A couple that stand out to me are as follows: The risk of death to a newborn delivered by c-section to a low-risk woman is 1.77 deaths to 1,000 live births.

The risk of death to a newborn delivered vaginally to a low-risk woman is only 0.62 per 1,000 live births. (Marian MacDorman, PhD, et al., “Infant and Neonatal Mortality for Primary Cesarean and Vaginal Births to Women with “No Indicated Risk,” United States, 1998-2001 Birth Cohorts,” Birth: Issues in Perinatal Care 33, no. 3 -September 2006) Between one and two babies per 100, will be accidentally cut during a c-section, according to The Coalition for Improving Maternity Services, (CIMS).

The title of the article, “Beating the odds” is sad. Now, pushing one third of all births in the United States are cesarean sections. It’s a shame to pat ourselves on the back for being on target locally with that terribly high rate. Not when the United States is tied for second-to-last place with Hungary, Malta, Poland and Slovakia for neonatal mortality in the industrialized world. (Save the Children, 2006)

I am not an angry person who is seeking debate on this matter. I am merely another woman in the Miss-Lou who is hoping our local maternity care is finally leaving behind the technological birth machine with its one size fits all mentality.

Are we moving into options for birthing women, some who desire to bid farewell to the high-risk interventions they feel forced in to, or are we still running our hospitals and offices based on fear of litigation, greed, and sheer convenience, much at the expense of our area moms and babies?

PROVIDED MATERIAL:
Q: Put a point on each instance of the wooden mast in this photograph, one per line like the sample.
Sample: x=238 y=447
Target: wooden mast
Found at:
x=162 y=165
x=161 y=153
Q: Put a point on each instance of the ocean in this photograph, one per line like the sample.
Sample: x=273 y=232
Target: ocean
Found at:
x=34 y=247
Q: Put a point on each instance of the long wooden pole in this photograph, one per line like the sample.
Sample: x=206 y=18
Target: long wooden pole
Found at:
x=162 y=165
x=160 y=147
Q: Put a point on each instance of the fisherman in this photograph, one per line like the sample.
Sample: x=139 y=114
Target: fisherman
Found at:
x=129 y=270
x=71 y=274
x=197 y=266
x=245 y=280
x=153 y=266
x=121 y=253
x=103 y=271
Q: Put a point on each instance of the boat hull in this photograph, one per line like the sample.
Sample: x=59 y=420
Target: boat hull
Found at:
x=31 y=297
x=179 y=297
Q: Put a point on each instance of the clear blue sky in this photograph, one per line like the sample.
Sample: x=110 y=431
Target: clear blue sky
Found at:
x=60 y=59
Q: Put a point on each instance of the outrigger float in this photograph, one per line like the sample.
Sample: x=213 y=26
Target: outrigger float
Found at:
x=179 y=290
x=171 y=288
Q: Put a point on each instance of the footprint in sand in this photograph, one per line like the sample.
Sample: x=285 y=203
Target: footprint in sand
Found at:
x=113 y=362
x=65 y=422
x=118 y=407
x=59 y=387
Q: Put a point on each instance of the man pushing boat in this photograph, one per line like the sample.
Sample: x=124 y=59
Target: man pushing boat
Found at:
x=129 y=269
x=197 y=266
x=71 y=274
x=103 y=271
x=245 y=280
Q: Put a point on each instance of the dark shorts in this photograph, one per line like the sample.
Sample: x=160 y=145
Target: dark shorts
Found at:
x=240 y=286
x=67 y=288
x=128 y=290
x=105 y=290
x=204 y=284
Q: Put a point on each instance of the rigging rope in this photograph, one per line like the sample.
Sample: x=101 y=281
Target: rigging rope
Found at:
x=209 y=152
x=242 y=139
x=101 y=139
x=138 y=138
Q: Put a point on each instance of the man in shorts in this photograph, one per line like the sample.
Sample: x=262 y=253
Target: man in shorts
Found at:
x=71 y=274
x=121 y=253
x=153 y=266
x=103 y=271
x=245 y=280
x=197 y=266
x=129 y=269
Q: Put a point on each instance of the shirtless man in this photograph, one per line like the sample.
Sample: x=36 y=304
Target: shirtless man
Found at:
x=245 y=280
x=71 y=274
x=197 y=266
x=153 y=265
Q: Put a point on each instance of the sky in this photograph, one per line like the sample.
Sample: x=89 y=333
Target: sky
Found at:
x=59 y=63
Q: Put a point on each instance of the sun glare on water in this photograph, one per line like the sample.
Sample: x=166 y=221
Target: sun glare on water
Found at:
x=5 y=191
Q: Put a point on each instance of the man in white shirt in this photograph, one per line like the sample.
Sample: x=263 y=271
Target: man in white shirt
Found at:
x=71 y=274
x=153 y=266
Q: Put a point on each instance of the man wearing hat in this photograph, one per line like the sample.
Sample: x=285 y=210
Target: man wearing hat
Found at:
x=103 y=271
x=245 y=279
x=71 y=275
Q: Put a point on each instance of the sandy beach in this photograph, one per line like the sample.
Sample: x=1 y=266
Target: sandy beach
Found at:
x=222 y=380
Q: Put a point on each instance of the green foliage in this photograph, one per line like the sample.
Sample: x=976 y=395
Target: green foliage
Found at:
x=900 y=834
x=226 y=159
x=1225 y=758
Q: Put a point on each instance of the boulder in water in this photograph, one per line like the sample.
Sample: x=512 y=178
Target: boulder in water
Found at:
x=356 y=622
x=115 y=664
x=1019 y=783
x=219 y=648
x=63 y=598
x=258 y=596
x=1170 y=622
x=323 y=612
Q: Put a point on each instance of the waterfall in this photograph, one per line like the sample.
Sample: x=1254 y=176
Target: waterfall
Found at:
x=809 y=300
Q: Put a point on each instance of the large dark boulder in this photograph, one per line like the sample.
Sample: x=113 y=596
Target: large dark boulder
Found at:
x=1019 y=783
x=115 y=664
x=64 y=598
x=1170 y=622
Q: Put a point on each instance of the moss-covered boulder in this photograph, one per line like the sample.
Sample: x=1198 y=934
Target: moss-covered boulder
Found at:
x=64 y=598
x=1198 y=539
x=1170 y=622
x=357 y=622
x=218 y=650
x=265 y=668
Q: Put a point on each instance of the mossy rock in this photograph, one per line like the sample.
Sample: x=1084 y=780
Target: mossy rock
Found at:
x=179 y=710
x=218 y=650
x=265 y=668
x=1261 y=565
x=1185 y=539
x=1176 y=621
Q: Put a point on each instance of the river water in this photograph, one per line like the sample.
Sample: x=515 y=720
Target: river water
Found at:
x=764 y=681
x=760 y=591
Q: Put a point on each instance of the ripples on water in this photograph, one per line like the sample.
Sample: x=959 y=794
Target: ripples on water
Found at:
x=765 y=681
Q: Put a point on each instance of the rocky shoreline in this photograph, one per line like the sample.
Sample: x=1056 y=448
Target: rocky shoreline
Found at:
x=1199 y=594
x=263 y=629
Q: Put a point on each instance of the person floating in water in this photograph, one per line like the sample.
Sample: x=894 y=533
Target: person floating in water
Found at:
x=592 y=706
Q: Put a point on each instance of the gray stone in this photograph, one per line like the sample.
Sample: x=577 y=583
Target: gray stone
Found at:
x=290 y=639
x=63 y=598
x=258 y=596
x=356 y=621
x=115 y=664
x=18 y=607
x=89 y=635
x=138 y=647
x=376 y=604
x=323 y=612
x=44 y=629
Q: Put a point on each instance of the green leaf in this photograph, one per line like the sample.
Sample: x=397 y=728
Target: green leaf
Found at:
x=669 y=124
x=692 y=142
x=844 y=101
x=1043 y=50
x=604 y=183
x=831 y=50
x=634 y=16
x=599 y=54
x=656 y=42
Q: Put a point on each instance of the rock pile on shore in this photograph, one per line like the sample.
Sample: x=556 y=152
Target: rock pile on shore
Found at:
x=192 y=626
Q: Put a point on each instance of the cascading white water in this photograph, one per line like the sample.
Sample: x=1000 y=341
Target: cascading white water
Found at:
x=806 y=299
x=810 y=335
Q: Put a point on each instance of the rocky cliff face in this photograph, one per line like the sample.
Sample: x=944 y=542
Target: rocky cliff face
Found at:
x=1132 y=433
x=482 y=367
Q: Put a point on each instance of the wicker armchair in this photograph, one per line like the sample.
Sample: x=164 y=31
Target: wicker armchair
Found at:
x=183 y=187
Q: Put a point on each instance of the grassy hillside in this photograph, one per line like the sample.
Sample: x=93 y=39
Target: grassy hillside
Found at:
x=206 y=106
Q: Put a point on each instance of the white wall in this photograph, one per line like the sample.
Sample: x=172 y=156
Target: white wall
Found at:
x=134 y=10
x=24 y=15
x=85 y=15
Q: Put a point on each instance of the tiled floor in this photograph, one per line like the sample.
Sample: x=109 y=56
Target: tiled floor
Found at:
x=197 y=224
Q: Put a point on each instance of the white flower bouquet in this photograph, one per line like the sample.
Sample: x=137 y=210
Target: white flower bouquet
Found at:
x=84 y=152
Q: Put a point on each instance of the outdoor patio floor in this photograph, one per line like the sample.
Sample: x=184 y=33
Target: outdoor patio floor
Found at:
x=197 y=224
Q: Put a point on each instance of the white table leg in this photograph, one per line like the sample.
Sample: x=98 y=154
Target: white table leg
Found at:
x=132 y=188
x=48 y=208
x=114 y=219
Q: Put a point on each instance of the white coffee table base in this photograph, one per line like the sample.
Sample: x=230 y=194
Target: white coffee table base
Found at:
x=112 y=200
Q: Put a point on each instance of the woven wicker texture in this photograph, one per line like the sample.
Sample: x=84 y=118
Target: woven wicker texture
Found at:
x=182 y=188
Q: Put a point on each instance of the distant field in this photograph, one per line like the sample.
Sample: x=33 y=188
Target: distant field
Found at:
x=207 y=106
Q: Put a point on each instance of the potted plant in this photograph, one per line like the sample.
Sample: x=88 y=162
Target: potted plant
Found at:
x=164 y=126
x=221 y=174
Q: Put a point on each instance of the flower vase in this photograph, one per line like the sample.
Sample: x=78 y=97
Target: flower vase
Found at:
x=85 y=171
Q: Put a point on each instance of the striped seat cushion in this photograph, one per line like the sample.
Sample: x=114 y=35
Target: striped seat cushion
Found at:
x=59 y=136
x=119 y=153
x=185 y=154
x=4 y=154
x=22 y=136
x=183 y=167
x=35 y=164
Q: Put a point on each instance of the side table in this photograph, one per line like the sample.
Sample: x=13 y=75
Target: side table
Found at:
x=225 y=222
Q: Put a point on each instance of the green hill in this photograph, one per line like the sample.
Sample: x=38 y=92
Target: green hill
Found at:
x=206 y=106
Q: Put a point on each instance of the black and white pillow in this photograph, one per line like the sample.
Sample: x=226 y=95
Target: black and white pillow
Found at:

ACTIVITY:
Transcribe, without alteration, the passage of the letter on cesarean births above from "A couple that" up to and including "Maternity Services, (CIMS).".

TASK RESULT:
A couple that stand out to me are as follows: The risk of death to a newborn delivered by c-section to a low-risk woman is 1.77 deaths to 1,000 live births.

The risk of death to a newborn delivered vaginally to a low-risk woman is only 0.62 per 1,000 live births. (Marian MacDorman, PhD, et al., “Infant and Neonatal Mortality for Primary Cesarean and Vaginal Births to Women with “No Indicated Risk,” United States, 1998-2001 Birth Cohorts,” Birth: Issues in Perinatal Care 33, no. 3 -September 2006) Between one and two babies per 100, will be accidentally cut during a c-section, according to The Coalition for Improving Maternity Services, (CIMS).